## Short task:
Your task is to transcribe the entries below exactly, beginning with the line containing "of the hazy" and ending with the final line, and to add nothing else.

## Available records:

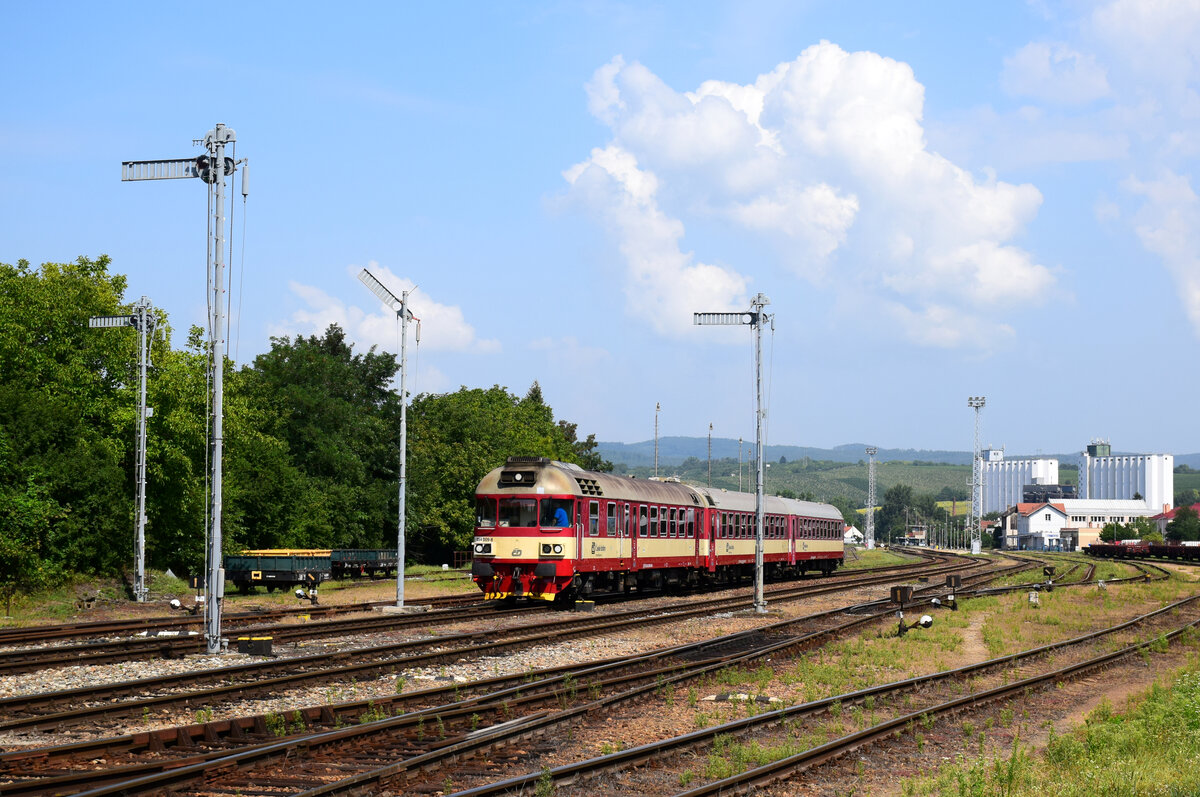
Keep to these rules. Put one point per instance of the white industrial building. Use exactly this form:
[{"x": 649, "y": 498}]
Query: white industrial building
[
  {"x": 1005, "y": 480},
  {"x": 1107, "y": 477}
]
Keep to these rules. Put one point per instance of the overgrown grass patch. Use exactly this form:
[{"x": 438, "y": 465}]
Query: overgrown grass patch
[{"x": 1146, "y": 749}]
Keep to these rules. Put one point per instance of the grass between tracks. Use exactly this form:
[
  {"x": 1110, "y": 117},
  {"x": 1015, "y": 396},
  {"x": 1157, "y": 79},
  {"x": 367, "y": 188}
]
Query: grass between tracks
[
  {"x": 983, "y": 628},
  {"x": 1147, "y": 748}
]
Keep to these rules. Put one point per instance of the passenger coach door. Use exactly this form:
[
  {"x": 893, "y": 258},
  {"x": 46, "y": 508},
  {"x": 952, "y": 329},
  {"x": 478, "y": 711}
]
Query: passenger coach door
[
  {"x": 581, "y": 519},
  {"x": 622, "y": 534}
]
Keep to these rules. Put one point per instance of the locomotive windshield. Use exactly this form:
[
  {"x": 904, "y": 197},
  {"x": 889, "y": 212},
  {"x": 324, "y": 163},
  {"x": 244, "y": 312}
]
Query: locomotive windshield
[
  {"x": 556, "y": 513},
  {"x": 485, "y": 513},
  {"x": 521, "y": 513},
  {"x": 526, "y": 513}
]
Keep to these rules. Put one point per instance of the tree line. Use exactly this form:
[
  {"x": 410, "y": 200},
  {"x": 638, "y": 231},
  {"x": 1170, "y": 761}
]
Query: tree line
[{"x": 311, "y": 439}]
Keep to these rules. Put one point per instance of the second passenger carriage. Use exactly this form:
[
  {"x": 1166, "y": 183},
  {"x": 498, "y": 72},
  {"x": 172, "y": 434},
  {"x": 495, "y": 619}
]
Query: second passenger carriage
[{"x": 555, "y": 532}]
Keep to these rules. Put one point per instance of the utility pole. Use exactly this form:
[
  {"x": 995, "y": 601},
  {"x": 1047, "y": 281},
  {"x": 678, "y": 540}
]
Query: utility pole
[
  {"x": 739, "y": 465},
  {"x": 977, "y": 403},
  {"x": 870, "y": 497},
  {"x": 755, "y": 318},
  {"x": 213, "y": 168},
  {"x": 709, "y": 456},
  {"x": 400, "y": 306},
  {"x": 658, "y": 407},
  {"x": 143, "y": 319}
]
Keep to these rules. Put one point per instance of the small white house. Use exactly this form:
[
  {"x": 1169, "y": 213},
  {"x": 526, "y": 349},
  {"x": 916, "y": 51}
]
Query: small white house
[{"x": 1039, "y": 527}]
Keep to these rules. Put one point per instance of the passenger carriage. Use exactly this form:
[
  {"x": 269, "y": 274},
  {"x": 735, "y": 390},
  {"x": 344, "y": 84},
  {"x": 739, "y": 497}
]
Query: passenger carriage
[{"x": 552, "y": 531}]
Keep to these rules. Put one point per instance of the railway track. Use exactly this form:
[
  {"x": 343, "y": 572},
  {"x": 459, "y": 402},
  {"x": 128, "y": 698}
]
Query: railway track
[
  {"x": 928, "y": 697},
  {"x": 424, "y": 727},
  {"x": 173, "y": 646},
  {"x": 177, "y": 643},
  {"x": 149, "y": 695},
  {"x": 96, "y": 629},
  {"x": 429, "y": 739}
]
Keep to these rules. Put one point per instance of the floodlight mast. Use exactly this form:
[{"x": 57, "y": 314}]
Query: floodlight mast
[
  {"x": 755, "y": 318},
  {"x": 400, "y": 306},
  {"x": 870, "y": 498},
  {"x": 143, "y": 319},
  {"x": 213, "y": 168}
]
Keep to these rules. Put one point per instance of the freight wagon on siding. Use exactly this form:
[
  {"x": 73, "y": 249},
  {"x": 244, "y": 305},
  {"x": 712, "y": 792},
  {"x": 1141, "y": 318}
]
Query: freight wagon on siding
[
  {"x": 1185, "y": 552},
  {"x": 281, "y": 568}
]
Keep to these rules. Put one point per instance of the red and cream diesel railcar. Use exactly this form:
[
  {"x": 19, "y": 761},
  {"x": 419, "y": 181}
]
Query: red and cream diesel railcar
[{"x": 552, "y": 531}]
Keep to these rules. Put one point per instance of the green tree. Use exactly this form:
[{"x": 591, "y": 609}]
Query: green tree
[
  {"x": 66, "y": 417},
  {"x": 313, "y": 442},
  {"x": 455, "y": 439}
]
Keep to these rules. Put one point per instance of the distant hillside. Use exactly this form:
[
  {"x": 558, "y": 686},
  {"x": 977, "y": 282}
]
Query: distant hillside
[
  {"x": 673, "y": 450},
  {"x": 827, "y": 474}
]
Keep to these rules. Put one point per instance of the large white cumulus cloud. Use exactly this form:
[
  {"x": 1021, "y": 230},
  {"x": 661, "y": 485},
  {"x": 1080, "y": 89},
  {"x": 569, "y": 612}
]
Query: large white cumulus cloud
[{"x": 826, "y": 159}]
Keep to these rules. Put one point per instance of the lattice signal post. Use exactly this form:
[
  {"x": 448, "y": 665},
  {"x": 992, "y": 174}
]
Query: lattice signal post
[
  {"x": 400, "y": 306},
  {"x": 975, "y": 525},
  {"x": 213, "y": 168},
  {"x": 755, "y": 318},
  {"x": 143, "y": 319}
]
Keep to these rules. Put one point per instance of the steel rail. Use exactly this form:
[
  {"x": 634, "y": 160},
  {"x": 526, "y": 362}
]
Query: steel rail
[
  {"x": 582, "y": 625},
  {"x": 774, "y": 771},
  {"x": 625, "y": 759},
  {"x": 291, "y": 749},
  {"x": 19, "y": 634}
]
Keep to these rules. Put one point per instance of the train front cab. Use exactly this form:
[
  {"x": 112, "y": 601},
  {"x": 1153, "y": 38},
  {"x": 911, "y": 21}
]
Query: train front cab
[{"x": 525, "y": 546}]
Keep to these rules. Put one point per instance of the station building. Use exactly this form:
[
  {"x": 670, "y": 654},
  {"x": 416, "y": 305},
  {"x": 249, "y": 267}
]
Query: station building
[{"x": 1066, "y": 525}]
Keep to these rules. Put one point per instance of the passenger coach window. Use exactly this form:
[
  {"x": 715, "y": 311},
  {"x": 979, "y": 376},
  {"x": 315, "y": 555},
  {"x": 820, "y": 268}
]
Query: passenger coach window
[
  {"x": 556, "y": 513},
  {"x": 520, "y": 513},
  {"x": 485, "y": 513}
]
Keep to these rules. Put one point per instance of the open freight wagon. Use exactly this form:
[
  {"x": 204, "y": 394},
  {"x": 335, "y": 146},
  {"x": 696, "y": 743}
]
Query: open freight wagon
[{"x": 282, "y": 568}]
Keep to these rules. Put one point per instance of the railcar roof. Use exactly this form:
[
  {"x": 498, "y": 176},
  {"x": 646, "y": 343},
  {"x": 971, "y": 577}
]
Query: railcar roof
[
  {"x": 563, "y": 478},
  {"x": 744, "y": 502}
]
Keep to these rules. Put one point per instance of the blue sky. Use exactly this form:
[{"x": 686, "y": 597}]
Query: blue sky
[{"x": 940, "y": 201}]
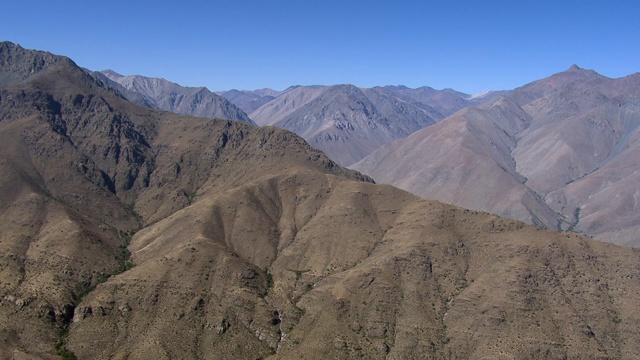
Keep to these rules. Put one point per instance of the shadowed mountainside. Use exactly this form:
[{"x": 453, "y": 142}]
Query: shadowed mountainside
[
  {"x": 559, "y": 152},
  {"x": 345, "y": 122},
  {"x": 161, "y": 94},
  {"x": 250, "y": 100},
  {"x": 136, "y": 233}
]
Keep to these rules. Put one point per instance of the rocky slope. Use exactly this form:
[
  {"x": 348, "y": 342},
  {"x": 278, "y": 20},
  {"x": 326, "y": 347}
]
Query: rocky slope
[
  {"x": 164, "y": 95},
  {"x": 135, "y": 233},
  {"x": 345, "y": 122},
  {"x": 250, "y": 100},
  {"x": 558, "y": 152}
]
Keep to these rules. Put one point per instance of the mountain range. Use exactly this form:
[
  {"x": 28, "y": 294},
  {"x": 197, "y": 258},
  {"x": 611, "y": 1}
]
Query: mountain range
[
  {"x": 130, "y": 232},
  {"x": 348, "y": 123},
  {"x": 559, "y": 153},
  {"x": 162, "y": 94}
]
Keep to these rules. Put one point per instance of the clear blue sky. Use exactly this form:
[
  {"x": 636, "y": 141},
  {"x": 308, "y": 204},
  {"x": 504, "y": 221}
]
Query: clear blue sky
[{"x": 470, "y": 46}]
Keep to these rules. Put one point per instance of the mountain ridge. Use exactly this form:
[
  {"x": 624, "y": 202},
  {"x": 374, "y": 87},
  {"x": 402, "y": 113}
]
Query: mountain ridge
[
  {"x": 163, "y": 94},
  {"x": 130, "y": 232},
  {"x": 580, "y": 121}
]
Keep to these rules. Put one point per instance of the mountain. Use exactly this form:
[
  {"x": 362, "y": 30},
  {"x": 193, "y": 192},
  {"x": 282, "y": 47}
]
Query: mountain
[
  {"x": 559, "y": 153},
  {"x": 134, "y": 233},
  {"x": 446, "y": 101},
  {"x": 344, "y": 121},
  {"x": 161, "y": 94},
  {"x": 249, "y": 100}
]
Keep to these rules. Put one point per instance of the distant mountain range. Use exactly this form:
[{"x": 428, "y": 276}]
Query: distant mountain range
[
  {"x": 348, "y": 123},
  {"x": 560, "y": 152},
  {"x": 136, "y": 233},
  {"x": 162, "y": 94}
]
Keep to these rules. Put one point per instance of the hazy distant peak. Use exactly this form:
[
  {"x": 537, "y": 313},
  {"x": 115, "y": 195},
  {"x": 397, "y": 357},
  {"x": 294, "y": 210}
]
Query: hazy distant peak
[{"x": 111, "y": 74}]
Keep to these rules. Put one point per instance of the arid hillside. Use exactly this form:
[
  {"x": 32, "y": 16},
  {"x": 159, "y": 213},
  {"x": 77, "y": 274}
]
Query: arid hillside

## Answer below:
Keep to these rules. Put one point per instance of the hazy distant peak. Use exactly this form:
[
  {"x": 537, "y": 313},
  {"x": 115, "y": 195},
  {"x": 397, "y": 357},
  {"x": 294, "y": 210}
]
Query: hazy distant peak
[{"x": 111, "y": 74}]
Keep to these rules. Put one point per instance of the arid hillside. Use exactly this form:
[
  {"x": 32, "y": 16},
  {"x": 159, "y": 213},
  {"x": 77, "y": 274}
]
Query: arid hillside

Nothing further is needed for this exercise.